■ **REQUIRED WORK**:
Convert the records into a Markdown table with the columns "Row" and "Line," one numbered row per line, omitting blank lines and the pictures.

>> BEGIN LISTING

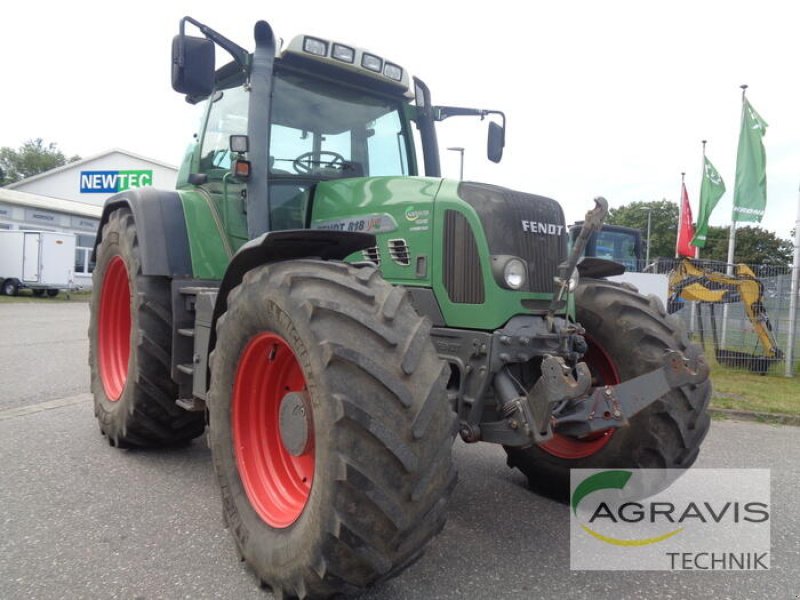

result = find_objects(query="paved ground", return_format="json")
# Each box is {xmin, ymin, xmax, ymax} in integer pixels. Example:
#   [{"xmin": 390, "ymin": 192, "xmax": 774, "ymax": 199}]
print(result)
[{"xmin": 0, "ymin": 303, "xmax": 800, "ymax": 600}]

>> END LISTING

■ **WRITTEN ANSWER**:
| Row | Line |
|---|---|
| 1 | result = find_objects(query="paved ground", return_format="json") |
| 2 | # Each box is {xmin, ymin, xmax, ymax} in integer pixels. Example: |
| 3 | #   [{"xmin": 390, "ymin": 192, "xmax": 774, "ymax": 199}] |
| 4 | print(result) |
| 5 | [{"xmin": 0, "ymin": 303, "xmax": 800, "ymax": 600}] |